Задания |
a – Какого числа и в каком году самозванец, согласно тексту о Лжедимитрии, вступил в Москву?
b – Продолжите текст о Лжедимитрии и вдове Грозного с того места, где он обрывается.

Исходный текст |
---*---

Россия распятая - Илья Глазунов 44 стр.


20 июля в будний день 1605 года самозванец вступил В Москву, приветствуемый народом, верившим, что пришел истинный царь Димитрий, сын Грозного Иоанна и Марии Нагой. Лжедимитрий, пожелавший увидеть свою "мать", которую он "не видел с детства", вытребовал из дальнего монастыря несчастную вдову Грозного, которой ничего не оставалось делать, как при знать под страхом смерти в самозванце давно похороненного ею сына. И это всенародно она должна была объявить. Самозванец как любящий сын каждый день приходил к своей "матери" на поклон. До наших дней сохранилась удивительная пелена, вышитая руками царицы. На этом шитье, прекрасном памятнике древнерусского искусства "живописи иглой", лежит печать горьких душевных переживаний. В певучем аккорде красок и линий нашли свое воплощение задушевность, чистота и нежность русской многострадальной женщины.

---*---

Фрагмент источника |

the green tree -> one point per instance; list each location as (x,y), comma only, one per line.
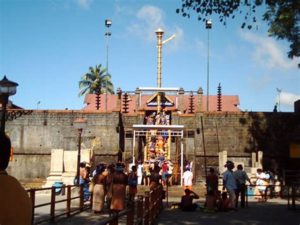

---*---

Ответы к заданиям |
a – 20 июля 1605 года.

b –
Убийство Лжедимитрия I не остановило захватнических намерений оккупантов. Чтобы доказать, что царевич действительно умер в Угличе, сюда весной 1606 года приехала специальная правительственная комиссия, которая раскопала могилу царевича Димитрия. Его останки были объявлены нетленными и под тревожный звон колоколов в сопровождении духовенства перенесены в Москву и до сего дня находятся в Архангельском соборе, однако провозглашение царевича святым не предотвратило новую польскую интервенцию под командованием авантюриста Лжедимитрия II. Углич превратился в арену ожесточенной борьбы. С осени 1608 по весну 1612 года он несколько раз переходи из рук в руки. Угличане стояли насмерть, но город был все-таки взят врагами.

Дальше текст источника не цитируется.